**TASKS TO COMPLETE:**
1) According to the Epilepsy Foundation figure quoted in the essay on epilepsy stereotypes, what share of people with epilepsy can have seizures triggered by flashing lights or certain visual patterns?
2) Write a continuation of the essay on epilepsy stereotypes, picking up after its last sentence.
#### SELECTED TEXT ####
Don’t Say “Epileptics Everywhere.”

“We need to ask ourselves: Are we merely depicting the world as they know it – or are we replicating a particular conventional sense of reality, reinforcing it, contributing to the stability of a word-view we ourselves have been fed.”

During the Super Bowl a person I know posted something about Weeknd’s halftime show and in the comments someone said this,

Epilepetics everywhere are not having a good time atm. Jesus, I can’t even have my head in the same direction as the TV.

Random Facebook Person

And I got a bit tweaked. I don’t know the person who posted that comment. I don’t know if she has epilepsy, but I do and her generalization?

It perpetuated a stereotype about epilepsy. And it also defined everyone who has epilepsy as “epileptics” as if that’s the one defining trait of us all.

Here’s the thing: Not everyone has the same kind of seizure.

They aren’t all big, dramatic, tv seizures.

Sometimes they can be petit mal seizures, lasting less than five seconds. It’s like blanking out but a bit more complicated.

Sometimes they can be a much longer seizure that involves both sides of the brain.

Sometimes they can be a person just having a strange sensation or smell.

Sometimes they can involve a repetitive motion.

But the thing is that not every person with epilepsy has the same kind of seizure and not every person with epilepsy has the same trigger or cause for the seizure.

There’s some more about seizure types here.

But, remember, according to this person on Facebook, “Epilepetics everywhere are not having a good time atm.”

Let me tell you, I have epilepsy and I like the Weeknd and I had a good time with that performance. Was I the only person with epilepsy who did? I don’t think so.

Because remember, just like how all people from one gender, one sexuality, one race, one religion, one job, one state aren’t the same? Well, neither are all people who have epilepsy or autism or ADHD or anxiety or depression or anything, damn it.

Yes. I swore. I swear when I get all self-righteous.

But let’s get to a tiny bit of facts so you can believe me.

According to the Epilepsy Foundation,

For about 3% of people with epilepsy, exposure to flashing lights at certain intensities or to certain visual patterns can trigger seizures.

That’s right. Three percent.

Whether this poster had epilepsy or not, it’s still important for her to realize that her experience doesn’t equal everyone’s experience. It’d also be great for programs with flashing lights at certain intensities to give that three percent some warning, too.

Generalizations are difficult to avoid but as writers and as human beings who want to build a better and kinder world, it’s important to think outside our own experiences and generalizations sometimes.
#### DATASET ENTRIES ####
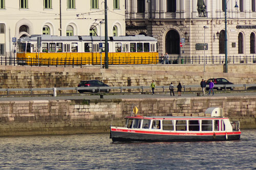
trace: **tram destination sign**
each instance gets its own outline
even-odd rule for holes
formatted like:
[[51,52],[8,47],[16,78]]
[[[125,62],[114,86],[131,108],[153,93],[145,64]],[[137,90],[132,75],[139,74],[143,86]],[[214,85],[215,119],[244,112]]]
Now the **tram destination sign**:
[[[205,50],[208,50],[208,43],[205,43]],[[196,44],[196,50],[204,50],[204,43]]]

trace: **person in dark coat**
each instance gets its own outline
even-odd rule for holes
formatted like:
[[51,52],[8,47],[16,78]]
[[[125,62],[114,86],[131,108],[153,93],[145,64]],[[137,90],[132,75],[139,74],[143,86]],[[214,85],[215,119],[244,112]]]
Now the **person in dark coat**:
[[179,83],[179,84],[177,86],[177,88],[178,88],[178,95],[181,96],[181,88],[182,88],[182,86],[181,86],[181,83],[180,83],[180,82]]

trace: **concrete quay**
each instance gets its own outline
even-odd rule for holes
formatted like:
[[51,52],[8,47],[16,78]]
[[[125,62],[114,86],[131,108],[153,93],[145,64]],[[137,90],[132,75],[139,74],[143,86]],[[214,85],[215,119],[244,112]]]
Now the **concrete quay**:
[[[75,87],[81,80],[102,80],[111,86],[199,84],[202,79],[223,77],[234,84],[254,84],[256,67],[230,65],[230,73],[223,65],[152,65],[113,66],[109,69],[94,66],[64,68],[0,66],[2,88]],[[175,70],[175,71],[174,71]],[[189,71],[188,71],[189,70]],[[232,70],[232,72],[231,72]],[[217,92],[217,91],[216,91]],[[228,91],[227,92],[230,92]],[[81,94],[79,96],[0,98],[0,135],[67,134],[109,132],[110,124],[123,126],[133,106],[142,115],[198,115],[207,108],[220,107],[225,116],[240,120],[241,128],[256,128],[254,92],[216,92],[214,96],[168,93],[156,95]],[[206,93],[207,94],[207,93]]]

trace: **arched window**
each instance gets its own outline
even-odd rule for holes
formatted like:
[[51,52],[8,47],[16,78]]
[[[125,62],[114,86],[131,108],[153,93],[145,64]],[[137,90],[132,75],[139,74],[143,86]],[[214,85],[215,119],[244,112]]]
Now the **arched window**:
[[97,28],[94,27],[93,28],[91,28],[90,29],[90,36],[97,36],[98,34],[97,34]]
[[244,36],[242,33],[238,35],[238,54],[244,54]]
[[250,36],[250,53],[255,54],[255,34],[251,33]]
[[73,36],[74,35],[74,28],[71,26],[68,26],[67,27],[67,36]]
[[45,26],[42,27],[42,34],[50,35],[50,28],[47,26]]
[[225,54],[225,31],[221,30],[219,36],[219,54]]
[[118,36],[118,30],[117,30],[117,27],[116,26],[114,26],[113,28],[113,36],[114,37]]
[[170,30],[165,36],[165,51],[168,54],[180,54],[180,35],[175,30]]

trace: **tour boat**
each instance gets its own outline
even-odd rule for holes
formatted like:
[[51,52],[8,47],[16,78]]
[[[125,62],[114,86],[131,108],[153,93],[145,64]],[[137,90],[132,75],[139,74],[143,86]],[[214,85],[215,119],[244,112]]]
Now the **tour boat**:
[[230,122],[228,118],[221,116],[221,110],[209,108],[204,116],[127,116],[123,127],[111,126],[110,138],[113,142],[239,139],[240,122]]

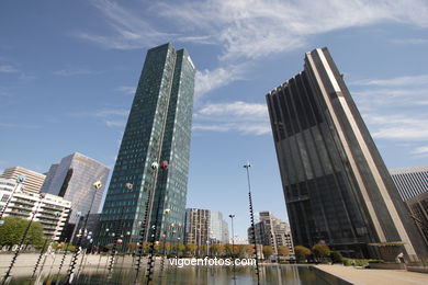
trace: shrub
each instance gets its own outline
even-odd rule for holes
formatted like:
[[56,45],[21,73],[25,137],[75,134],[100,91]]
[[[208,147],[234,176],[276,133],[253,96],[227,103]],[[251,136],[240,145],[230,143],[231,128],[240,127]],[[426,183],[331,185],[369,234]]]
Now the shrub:
[[343,261],[343,256],[338,251],[331,251],[330,259],[333,263],[341,263]]

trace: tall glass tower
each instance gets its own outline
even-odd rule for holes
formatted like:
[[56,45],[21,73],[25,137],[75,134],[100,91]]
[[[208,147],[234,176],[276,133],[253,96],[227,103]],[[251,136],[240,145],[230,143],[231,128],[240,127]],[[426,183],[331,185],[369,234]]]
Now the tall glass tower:
[[147,52],[95,243],[137,242],[145,220],[156,240],[183,240],[194,75],[184,49]]
[[395,242],[409,260],[426,254],[327,48],[267,101],[294,244],[376,256],[373,243]]

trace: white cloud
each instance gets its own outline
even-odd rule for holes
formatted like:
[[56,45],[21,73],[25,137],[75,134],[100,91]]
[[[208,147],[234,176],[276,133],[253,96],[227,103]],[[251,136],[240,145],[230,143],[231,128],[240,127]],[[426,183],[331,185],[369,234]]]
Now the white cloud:
[[[133,10],[108,0],[93,3],[110,21],[113,34],[78,36],[108,48],[150,47],[168,41],[218,46],[219,54],[213,55],[218,66],[198,75],[196,98],[240,79],[230,67],[302,47],[316,34],[381,22],[428,26],[424,0],[187,0],[144,2]],[[164,21],[150,21],[159,16]],[[174,31],[161,32],[165,24]]]
[[125,119],[106,119],[105,125],[108,127],[124,127],[126,125]]
[[63,76],[63,77],[98,75],[98,73],[100,73],[100,71],[93,71],[93,70],[89,70],[89,69],[82,69],[82,68],[60,69],[60,70],[54,71],[55,76]]
[[399,45],[426,45],[428,44],[428,38],[393,38],[390,42]]
[[0,65],[0,73],[15,73],[15,72],[20,72],[20,70],[18,70],[13,66]]
[[93,113],[97,117],[127,116],[128,114],[129,110],[126,109],[103,109]]
[[213,70],[196,70],[194,88],[195,100],[199,100],[203,94],[214,89],[227,86],[229,82],[240,79],[244,70],[244,65],[221,67]]
[[374,138],[393,140],[428,140],[428,117],[388,114],[363,114]]
[[246,135],[264,135],[271,132],[267,106],[241,101],[204,105],[194,114],[193,129],[238,132]]
[[428,86],[428,75],[405,76],[388,79],[370,79],[352,82],[356,86],[374,86],[374,87],[412,87]]
[[102,36],[76,33],[75,35],[80,38],[101,44],[108,48],[135,49],[154,46],[159,42],[167,42],[172,36],[168,33],[158,32],[145,20],[143,12],[147,9],[147,3],[144,3],[137,12],[126,10],[109,0],[97,0],[92,3],[110,21],[114,34]]
[[412,153],[414,153],[414,155],[428,153],[428,146],[415,148],[414,150],[412,150]]
[[119,87],[116,90],[125,94],[134,95],[136,89],[135,87]]

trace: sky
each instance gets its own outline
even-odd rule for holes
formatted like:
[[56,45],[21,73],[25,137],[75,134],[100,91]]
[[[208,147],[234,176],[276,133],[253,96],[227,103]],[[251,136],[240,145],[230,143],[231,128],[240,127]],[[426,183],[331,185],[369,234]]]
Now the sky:
[[112,169],[146,52],[167,42],[198,69],[187,206],[236,215],[239,238],[247,161],[255,212],[288,220],[264,96],[314,48],[329,48],[386,166],[428,164],[426,0],[4,0],[0,171],[75,151]]

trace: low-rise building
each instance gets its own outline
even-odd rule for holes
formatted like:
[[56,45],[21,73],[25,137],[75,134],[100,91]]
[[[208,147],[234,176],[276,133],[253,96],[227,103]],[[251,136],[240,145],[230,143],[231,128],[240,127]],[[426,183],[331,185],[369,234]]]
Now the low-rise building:
[[25,176],[25,180],[21,185],[22,189],[24,189],[26,192],[41,192],[46,175],[30,169],[21,167],[7,168],[0,175],[0,179],[12,179],[16,181],[18,176],[20,175]]
[[[5,208],[4,208],[5,207]],[[14,179],[0,179],[0,209],[4,216],[40,221],[46,238],[59,240],[71,202],[47,193],[25,191]]]
[[[260,212],[259,217],[260,221],[255,225],[256,243],[272,247],[274,254],[278,254],[279,247],[288,247],[290,254],[294,254],[289,224],[274,217],[268,210]],[[254,243],[251,228],[248,228],[248,241]]]

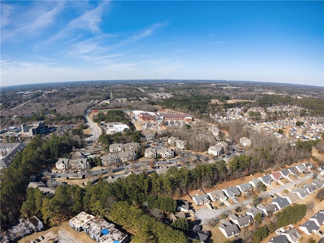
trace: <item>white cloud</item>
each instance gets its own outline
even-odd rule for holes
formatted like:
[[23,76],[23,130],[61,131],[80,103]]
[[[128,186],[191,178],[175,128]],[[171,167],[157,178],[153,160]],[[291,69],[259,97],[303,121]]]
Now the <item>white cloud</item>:
[[2,42],[22,41],[25,37],[38,36],[42,30],[54,24],[55,18],[64,8],[64,2],[55,3],[54,7],[42,5],[25,13],[21,9],[13,11],[12,6],[5,7],[5,16],[2,14],[1,17],[2,22],[5,22],[4,26],[2,24]]
[[224,44],[226,43],[226,42],[209,42],[206,45],[220,45],[220,44]]
[[88,31],[92,34],[102,33],[99,25],[101,22],[103,8],[108,2],[101,1],[99,3],[99,5],[95,9],[87,11],[70,21],[66,27],[59,30],[43,44],[48,45],[59,39],[70,37],[72,35],[77,35],[78,33],[75,32],[77,30]]

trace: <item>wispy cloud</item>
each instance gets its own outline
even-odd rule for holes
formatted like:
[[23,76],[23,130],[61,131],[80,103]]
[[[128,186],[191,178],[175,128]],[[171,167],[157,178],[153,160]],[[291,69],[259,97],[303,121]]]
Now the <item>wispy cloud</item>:
[[[54,24],[54,20],[64,8],[63,1],[55,3],[55,6],[33,7],[23,12],[22,9],[15,9],[13,6],[4,7],[4,16],[2,11],[2,42],[22,41],[23,38],[34,38],[41,34],[41,30]],[[2,24],[4,22],[4,25]],[[23,24],[22,23],[23,23]]]
[[169,46],[169,45],[170,45],[175,44],[176,43],[179,43],[181,41],[181,40],[175,40],[174,42],[167,42],[166,43],[164,43],[163,44],[160,45],[159,46],[159,47],[163,47],[163,46]]
[[209,42],[208,43],[206,43],[206,45],[220,45],[220,44],[224,44],[226,43],[226,42]]
[[64,28],[43,44],[52,44],[62,38],[71,37],[72,35],[74,35],[72,37],[74,37],[75,35],[77,35],[75,32],[78,30],[89,31],[92,34],[101,34],[102,31],[99,25],[101,22],[103,8],[109,2],[102,1],[99,3],[99,5],[95,8],[86,12],[79,17],[70,21]]
[[142,39],[143,38],[150,35],[156,29],[161,27],[166,26],[167,25],[167,22],[154,24],[145,29],[135,33],[133,36],[132,38],[136,40]]
[[177,50],[177,51],[178,52],[185,52],[186,51],[188,51],[188,50],[189,50],[189,49],[180,49],[180,50]]

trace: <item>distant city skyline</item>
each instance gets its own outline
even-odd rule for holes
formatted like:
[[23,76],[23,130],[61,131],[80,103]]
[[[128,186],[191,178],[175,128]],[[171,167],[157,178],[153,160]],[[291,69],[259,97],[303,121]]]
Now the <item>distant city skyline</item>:
[[111,79],[324,86],[323,1],[3,1],[1,87]]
####
**RESPONSES TO THE TASKS:**
1) About 3% of people with epilepsy.

2)
In a 2005 speech in Nashua, N.H., author M.T. Anderson asked the audience, “We need to ask ourselves: Are we merely depicting the world as they know it – or are we replicating a particular conventional sense of reality, reinforcing it, contributing to the stability of a word-view we ourselves have been fed.”

He was not talking about stereotypes in the sense of disabilities or issues of race, class, gender or sexual orientation, but his question applies to every author who writes a narrative that includes someone with a disability.

We have to ask:

Am I reinforcing stereotypes?  

Am I “contributing to the stability” of stereotypes that I learned as a child?

I’ve discussed in the past how disability stereotypes can be avoided when we’re writing our characters. And I’ll keep discussing it in the future.

In his study, Colin Barnes wrote,

“Disabling stereotypes which medicalize, patronize, criminalize and dehumanize disabled people abound in books, films, on television, and in the press. They form the bedrock on which the attitudes towards, assumptions about and expectations of disabled people encounter daily, and contribute significantly to their systematic exclusion from mainstream community life.” (5)

Barnes

One reason children with epilepsy need good books about their disorder is because society needs those books, too. Social media proves that over and over again.

Society needs those books to combat discrimination and to enlighten its members.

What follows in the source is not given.